**Instrução 1:** Diz se cada afirmação concorda com o texto fornecido e justifica com as palavras exatas do texto: (a) quem escreve ficou na manifestação durante várias horas; (b) as t-shirts custavam dez euros; (c) a manifestação era contra Berlusconi.
**Instrução 2:** Transcreve, por favor, o trecho do texto fornecido entre "In http://www." e "deve e haver.", inclusive.

**Texto fornecido:**
+---+
5.7.10

Fui à “manif”!


In http://www.nanosea2008.roma2.infn.it/gallery/piazza_navona001.jpg
Não devemos experimentar o que julgamos estar nos antípodas do que somos? Nem que seja por metódico alargamento da mundividência. Não se deve assegurar que de uma coisa não se gosta se com ela nunca se tomou contacto. Para me sossegar, acredito que todos devemos muito ao rol de experiências de vida que julgávamos impossíveis. Na sexta-feira à noite, em Roma, descontei uma no deve e haver.
Primeiro o contexto: uma “manif” é sinal de identidade das manifestações com muito folclore e palavras de ordem bem orquestradas onde as esquerdas, normalmente as extremas-esquerdas, protestam contra a situação. No fim do jantar de sexta-feira, depois de aturar o discurso do presidente da câmara de Roma e do ministro dos negócios estrangeiros italiano – que joga no clube de Berlusconi –, enquanto regressávamos a pé ao hotel no meio da canícula nocturna (28º e já eram dez da noite), alguém se lembrou que havia uma “manif” na Piazza Navona. Uma “manif” contra Berlusconi. O desvio não era grande. “E por que não?”, pensei para dentro.
Digo, no título do texto, que fui à “manif”. É um exagero. Estive lá quinze minutos. Só apanhei o restolho da “manif”. Um concerto de música clássica e o habitual aparato comercial. Sim, aparato comercial – quem diria? Ali vendem-se t-shirts com frases fortes, chamativas, que estimulam a militância de protesto. Noutras, o inevitável Che Guevara, ícone dos contestatários. Dez euros. Era quanto custavam as t-shirts. Os aduladores daquele folclore atiravam-se a mim se arejasse a possibilidade de as barracas de venda de t-shirts serem negócio puro. Podem até puxar da retórica, massajar a argumentação mais criativa, só para (se) convencerem que aquilo não é negócio; é abrir uma janela à identificação dos indefectíveis com os ícones e as palavras de ordem da praxe. Nem para os detractores do capitalismo os almoços são gratuitos.
+---+
**Excertos da listagem:**

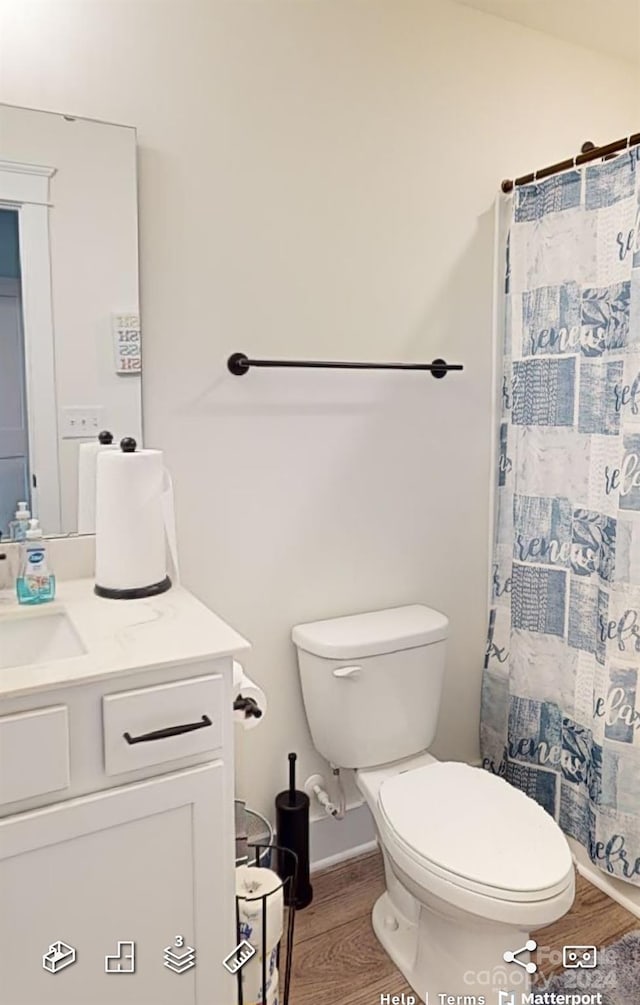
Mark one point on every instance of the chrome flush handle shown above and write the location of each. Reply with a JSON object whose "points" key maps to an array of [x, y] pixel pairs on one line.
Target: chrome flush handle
+---+
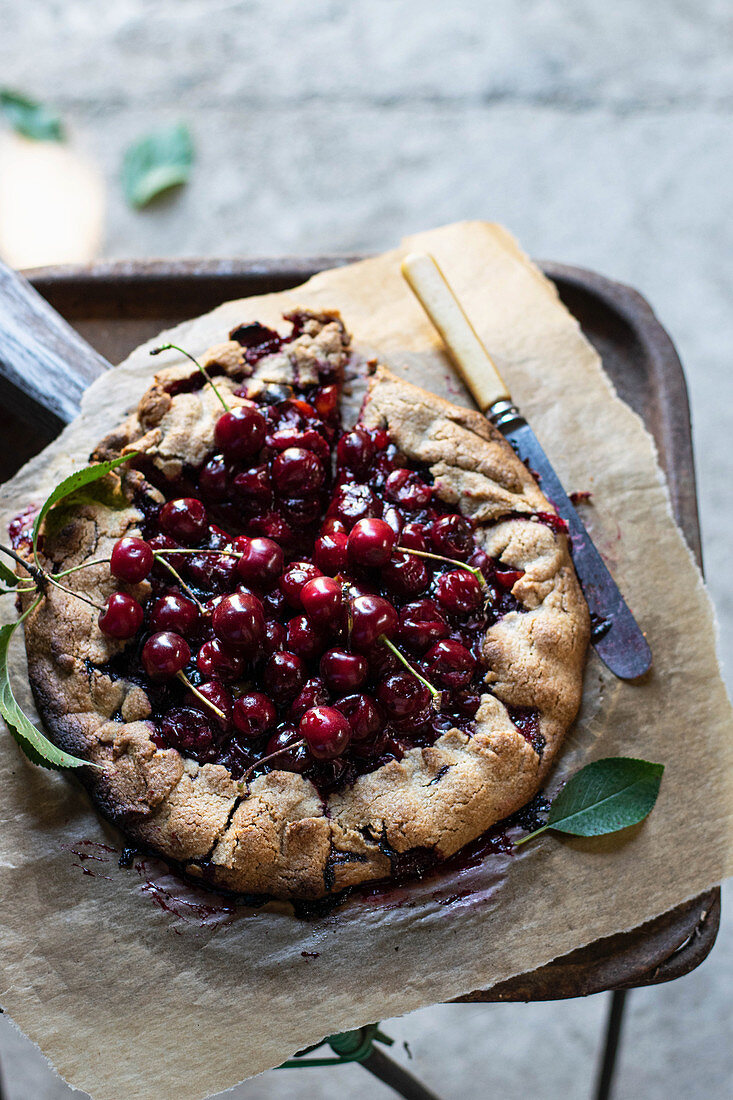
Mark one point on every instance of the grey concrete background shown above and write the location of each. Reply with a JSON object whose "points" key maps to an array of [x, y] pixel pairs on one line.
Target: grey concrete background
+---+
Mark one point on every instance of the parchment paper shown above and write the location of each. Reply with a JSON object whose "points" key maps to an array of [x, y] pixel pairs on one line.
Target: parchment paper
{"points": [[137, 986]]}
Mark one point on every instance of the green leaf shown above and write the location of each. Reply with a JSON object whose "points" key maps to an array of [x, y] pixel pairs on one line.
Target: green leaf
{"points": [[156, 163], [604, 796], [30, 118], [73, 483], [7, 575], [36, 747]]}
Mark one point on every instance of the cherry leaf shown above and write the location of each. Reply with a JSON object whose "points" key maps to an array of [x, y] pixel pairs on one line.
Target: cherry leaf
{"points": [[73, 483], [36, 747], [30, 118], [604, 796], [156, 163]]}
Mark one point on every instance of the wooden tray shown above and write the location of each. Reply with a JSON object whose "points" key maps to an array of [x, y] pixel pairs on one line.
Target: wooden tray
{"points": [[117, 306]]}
+---+
**Resposta do exercício 1:**
(a) Não: «Estive lá quinze minutos.»
(b) Sim: «Dez euros. Era quanto custavam as t-shirts.»
(c) Sim: «Uma “manif” contra Berlusconi.»

**Resposta do exercício 2:**
In http://www.nanosea2008.roma2.infn.it/gallery/piazza_navona001.jpg
Não devemos experimentar o que julgamos estar nos antípodas do que somos? Nem que seja por metódico alargamento da mundividência. Não se deve assegurar que de uma coisa não se gosta se com ela nunca se tomou contacto. Para me sossegar, acredito que todos devemos muito ao rol de experiências de vida que julgávamos impossíveis. Na sexta-feira à noite, em Roma, descontei uma no deve e haver.